◆ DIRECTION: Convert the records below into a two-column CSV with the columns "query" and "reply," one row per record, holding each record's text and its answer. Put each value in a single quoted field and replace its line breaks with spaces.

◆ Items listed in a dataset:
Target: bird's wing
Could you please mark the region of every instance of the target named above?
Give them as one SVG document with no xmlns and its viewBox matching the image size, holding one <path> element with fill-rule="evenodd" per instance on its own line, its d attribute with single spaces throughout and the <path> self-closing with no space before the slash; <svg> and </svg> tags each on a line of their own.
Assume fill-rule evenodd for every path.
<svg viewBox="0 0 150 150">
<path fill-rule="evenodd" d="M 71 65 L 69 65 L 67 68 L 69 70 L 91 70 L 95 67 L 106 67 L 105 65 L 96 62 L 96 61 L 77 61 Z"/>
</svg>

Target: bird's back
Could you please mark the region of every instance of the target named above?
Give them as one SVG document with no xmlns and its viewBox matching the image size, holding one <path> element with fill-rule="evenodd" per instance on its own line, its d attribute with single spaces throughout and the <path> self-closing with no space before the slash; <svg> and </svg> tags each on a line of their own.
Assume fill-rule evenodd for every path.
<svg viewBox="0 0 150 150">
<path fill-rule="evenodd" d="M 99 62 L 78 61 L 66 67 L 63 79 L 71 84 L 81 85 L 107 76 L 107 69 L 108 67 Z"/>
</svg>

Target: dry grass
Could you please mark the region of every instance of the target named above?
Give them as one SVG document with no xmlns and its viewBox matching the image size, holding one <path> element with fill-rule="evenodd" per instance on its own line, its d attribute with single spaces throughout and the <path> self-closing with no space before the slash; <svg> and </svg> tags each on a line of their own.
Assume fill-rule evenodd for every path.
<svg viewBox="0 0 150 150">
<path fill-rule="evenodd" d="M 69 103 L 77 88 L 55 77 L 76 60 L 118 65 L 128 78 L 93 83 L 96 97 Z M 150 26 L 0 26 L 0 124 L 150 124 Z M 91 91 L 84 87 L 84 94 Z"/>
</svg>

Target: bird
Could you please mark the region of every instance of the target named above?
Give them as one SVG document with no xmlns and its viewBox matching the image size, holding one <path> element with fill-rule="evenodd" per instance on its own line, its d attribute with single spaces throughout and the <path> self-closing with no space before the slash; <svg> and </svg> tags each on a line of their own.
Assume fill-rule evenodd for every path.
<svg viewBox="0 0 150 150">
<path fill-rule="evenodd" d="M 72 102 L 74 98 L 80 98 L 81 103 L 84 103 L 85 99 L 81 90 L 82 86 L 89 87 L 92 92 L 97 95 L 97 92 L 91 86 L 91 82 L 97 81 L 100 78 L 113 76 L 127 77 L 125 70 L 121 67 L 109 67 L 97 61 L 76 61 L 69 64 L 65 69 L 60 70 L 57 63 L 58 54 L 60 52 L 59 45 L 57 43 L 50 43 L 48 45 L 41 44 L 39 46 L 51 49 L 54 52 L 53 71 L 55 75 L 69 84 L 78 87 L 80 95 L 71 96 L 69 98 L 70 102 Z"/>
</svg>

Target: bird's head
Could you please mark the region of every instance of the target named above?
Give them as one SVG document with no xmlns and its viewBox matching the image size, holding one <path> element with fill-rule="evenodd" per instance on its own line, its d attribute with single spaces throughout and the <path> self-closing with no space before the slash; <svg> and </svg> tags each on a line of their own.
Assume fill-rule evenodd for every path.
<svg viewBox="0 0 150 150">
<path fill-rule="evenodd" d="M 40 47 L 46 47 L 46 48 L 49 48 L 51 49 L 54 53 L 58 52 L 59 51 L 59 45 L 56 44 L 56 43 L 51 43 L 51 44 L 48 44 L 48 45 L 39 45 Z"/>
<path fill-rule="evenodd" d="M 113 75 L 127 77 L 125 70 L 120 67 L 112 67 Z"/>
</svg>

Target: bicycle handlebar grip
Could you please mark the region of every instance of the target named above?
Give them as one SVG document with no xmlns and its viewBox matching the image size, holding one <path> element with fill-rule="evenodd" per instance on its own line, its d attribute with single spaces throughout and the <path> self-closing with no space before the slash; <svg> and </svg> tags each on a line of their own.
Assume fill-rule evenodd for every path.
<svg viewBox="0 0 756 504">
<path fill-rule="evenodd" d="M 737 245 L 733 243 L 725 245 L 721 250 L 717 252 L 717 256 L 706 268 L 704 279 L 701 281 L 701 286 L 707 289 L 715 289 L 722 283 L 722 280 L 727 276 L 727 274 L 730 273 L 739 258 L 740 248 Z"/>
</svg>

◆ FULL RESPONSE:
query,reply
"Target: bird's wing Could you please mark the region of every instance of the target named above? Give them as one SVG document with no xmlns and its viewBox matching the image size, holding one <path> element with fill-rule=""evenodd"" per instance on its own line, its d attribute with single spaces throughout and the <path> self-closing with no space before the slash; <svg> and </svg> tags each on a line of their own. Assume fill-rule evenodd for every path.","<svg viewBox=""0 0 150 150""> <path fill-rule=""evenodd"" d=""M 71 65 L 69 65 L 67 68 L 69 70 L 91 70 L 95 67 L 106 67 L 105 65 L 96 62 L 96 61 L 77 61 Z""/> </svg>"
"Target: bird's back Could you please mark the region of every instance of the target named above? Give them as one SVG document with no xmlns and its viewBox matching the image size, holding one <path> element with fill-rule=""evenodd"" per instance on its own line, its d attribute with single spaces throughout and the <path> self-closing with no space before the slash; <svg> and </svg> tags each on a line of their own. Assume fill-rule evenodd for every path.","<svg viewBox=""0 0 150 150""> <path fill-rule=""evenodd"" d=""M 99 62 L 78 61 L 66 67 L 63 79 L 71 84 L 81 85 L 107 76 L 107 69 L 108 67 Z""/> </svg>"
"Target: dry grass Could you please mark the region of every instance of the target named above? Give them as one SVG document with no xmlns and its viewBox matching the image size, holding one <path> element with fill-rule=""evenodd"" per instance on its own line, its d attribute with single spaces throughout and the <path> self-closing with no space before the slash; <svg> and </svg> tags each on a line of their own. Assume fill-rule evenodd for every path.","<svg viewBox=""0 0 150 150""> <path fill-rule=""evenodd"" d=""M 69 103 L 77 88 L 55 77 L 76 60 L 118 65 L 128 78 L 93 83 L 96 97 Z M 150 26 L 0 26 L 0 124 L 150 124 Z M 91 91 L 84 87 L 84 94 Z""/> </svg>"
"Target: bird Could you please mark the region of every instance of the target named above? Give them as one SVG document with no xmlns and its viewBox matching the image size, holding one <path> element with fill-rule=""evenodd"" per instance on its own line, its d attribute with single spaces throughout and the <path> self-closing with no space before the slash; <svg> and </svg> tags each on a line of their own. Assume fill-rule evenodd for every path.","<svg viewBox=""0 0 150 150""> <path fill-rule=""evenodd"" d=""M 72 102 L 74 98 L 80 98 L 81 103 L 84 103 L 85 99 L 81 90 L 82 86 L 89 87 L 92 92 L 97 95 L 97 92 L 91 86 L 91 82 L 97 81 L 100 78 L 113 76 L 127 77 L 125 70 L 121 67 L 109 67 L 97 61 L 76 61 L 69 64 L 65 69 L 60 70 L 57 63 L 58 54 L 60 52 L 59 45 L 57 43 L 50 43 L 48 45 L 41 44 L 39 46 L 51 49 L 54 52 L 53 71 L 55 75 L 69 84 L 78 87 L 80 95 L 71 96 L 69 98 L 70 102 Z""/> </svg>"
"Target: bird's head Could you please mark the region of every instance of the target named above? Give them as one SVG document with no xmlns and its viewBox matching the image size, holding one <path> element with fill-rule=""evenodd"" per instance on its own line, its d attribute with single spaces throughout and the <path> self-closing with no space before the slash; <svg> and </svg> tags each on a line of their own. Assume fill-rule evenodd for every path.","<svg viewBox=""0 0 150 150""> <path fill-rule=""evenodd"" d=""M 40 47 L 46 47 L 46 48 L 49 48 L 51 49 L 54 53 L 58 52 L 59 51 L 59 45 L 56 44 L 56 43 L 51 43 L 51 44 L 48 44 L 48 45 L 39 45 Z""/> <path fill-rule=""evenodd"" d=""M 113 75 L 127 77 L 125 70 L 120 67 L 112 67 Z""/> </svg>"
"Target: bicycle handlebar grip Could you please mark the region of every instance of the target named above? Give them as one SVG document with no xmlns and its viewBox matching the image size, holding one <path> element with fill-rule=""evenodd"" per instance on its own line, its d attribute with single spaces throughout and the <path> self-closing with no space before the slash; <svg> and </svg> tags each on a line of their own. Assume fill-rule evenodd for every path.","<svg viewBox=""0 0 756 504""> <path fill-rule=""evenodd"" d=""M 737 245 L 733 243 L 725 245 L 721 250 L 717 252 L 717 256 L 706 268 L 704 279 L 701 281 L 701 286 L 707 289 L 715 289 L 722 283 L 722 280 L 727 276 L 727 274 L 730 273 L 739 258 L 740 248 Z""/> </svg>"